## WHAT IS EXPECTED:
Answer these questions from the article about the Border Patrol facility in McAllen, Texas.
1. How many people were waiting inside the facility during the journalists' tour?
2. How long was the video released by the U.S. Customs and Border Protection Office of Public Affairs?
3. Under U.S. law, within how many days must children be turned over to shelters funded by the Department of Health and Human Services?

## DOCUMENT TEXT:
The public is getting its first look at what the conditions are like inside an old warehouse in South Texas where the U.S. Border Patrol holds families arrested at the border with Mexico.
While journalists were allowed to briefly tour the McAllen, Texas facility on Sunday, officials did not allow them to take pictures, shoot any video or interview any of the more than 1,100 people who were waiting inside.
On Monday, the U.S. Customs and Border Protection Office of Public Affairs released one minute and 33 seconds worth of video from inside the facility.
The video shows men, women, and children waiting in a series of cages created by chain link fencing, along with mattresses on the floor and large foil sheets serving as blankets.
The Border Patrol said close to 200 people inside the facility were minors unaccompanied by a parent.
Another 500 were "family units," parents and children. Many adults who crossed the border without legal permission could be charged with illegal entry and placed in jail, away from their children.
Nearly 2,000 children have been taken from their parents since Attorney General Jeff Sessions announced the "zero tolerance" policy, which directs Homeland Security officials to refer all cases of illegal entry into the United States for prosecution. Church groups and human rights advocates have sharply criticized the policy, calling it inhumane.
ProPublica also obtained audio from inside a U.S. Customs and Border Protection facility, in which you can hear the cries of several Central American children who had been separated from their parents at the border.
According to ProPublica, the audio was recorded last week inside a detention facility.
CBS News reporter David Begnaud described it as being "eerily quiet" inside the facility.
Agents running the holding facility — generally known as "Ursula" for the name of the street it's on — said everyone detained is given adequate food, access to showers and laundered clothes, and medical care. People are supposed to move through the facility quickly. Under U.S. law, children are required to be turned over within three days to shelters funded by the Department of Health and Human Services.

## DATA EXTRACTS:

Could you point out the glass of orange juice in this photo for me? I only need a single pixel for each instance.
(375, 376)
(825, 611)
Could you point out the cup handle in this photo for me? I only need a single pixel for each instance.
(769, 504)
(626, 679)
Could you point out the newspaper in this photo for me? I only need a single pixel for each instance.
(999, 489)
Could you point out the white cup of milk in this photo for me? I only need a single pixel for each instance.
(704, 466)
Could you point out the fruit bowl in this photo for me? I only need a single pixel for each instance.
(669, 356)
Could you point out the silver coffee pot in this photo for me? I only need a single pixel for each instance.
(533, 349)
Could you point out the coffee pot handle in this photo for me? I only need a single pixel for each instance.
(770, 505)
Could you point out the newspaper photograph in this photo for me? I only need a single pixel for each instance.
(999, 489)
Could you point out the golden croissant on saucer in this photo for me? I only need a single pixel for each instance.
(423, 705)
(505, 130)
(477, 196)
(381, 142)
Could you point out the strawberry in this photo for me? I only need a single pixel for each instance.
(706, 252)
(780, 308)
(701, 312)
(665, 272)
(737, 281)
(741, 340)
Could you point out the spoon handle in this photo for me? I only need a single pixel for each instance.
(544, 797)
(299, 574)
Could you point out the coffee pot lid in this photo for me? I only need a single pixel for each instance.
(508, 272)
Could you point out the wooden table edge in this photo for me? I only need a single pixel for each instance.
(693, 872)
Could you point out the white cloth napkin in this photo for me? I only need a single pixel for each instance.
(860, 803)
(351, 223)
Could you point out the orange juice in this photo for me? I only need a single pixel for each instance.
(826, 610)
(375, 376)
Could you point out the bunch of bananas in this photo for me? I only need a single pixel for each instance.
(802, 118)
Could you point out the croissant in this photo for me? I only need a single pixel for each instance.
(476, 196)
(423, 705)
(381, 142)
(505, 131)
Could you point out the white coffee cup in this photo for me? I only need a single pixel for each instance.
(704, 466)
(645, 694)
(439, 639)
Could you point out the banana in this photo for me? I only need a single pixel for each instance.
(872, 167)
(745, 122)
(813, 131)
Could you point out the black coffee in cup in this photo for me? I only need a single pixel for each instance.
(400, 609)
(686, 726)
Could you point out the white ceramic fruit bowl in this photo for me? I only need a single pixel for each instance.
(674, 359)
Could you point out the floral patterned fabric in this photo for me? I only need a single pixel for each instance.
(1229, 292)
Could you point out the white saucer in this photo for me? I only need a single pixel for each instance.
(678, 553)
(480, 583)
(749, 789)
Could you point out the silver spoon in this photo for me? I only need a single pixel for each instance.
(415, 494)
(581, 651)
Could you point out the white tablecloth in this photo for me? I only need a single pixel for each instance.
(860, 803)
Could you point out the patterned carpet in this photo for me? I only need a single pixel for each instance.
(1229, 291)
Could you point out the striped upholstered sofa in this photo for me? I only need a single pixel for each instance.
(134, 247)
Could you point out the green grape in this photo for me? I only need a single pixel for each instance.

## TASK ANSWER:
1. More than 1,100
2. One minute and 33 seconds
3. Three days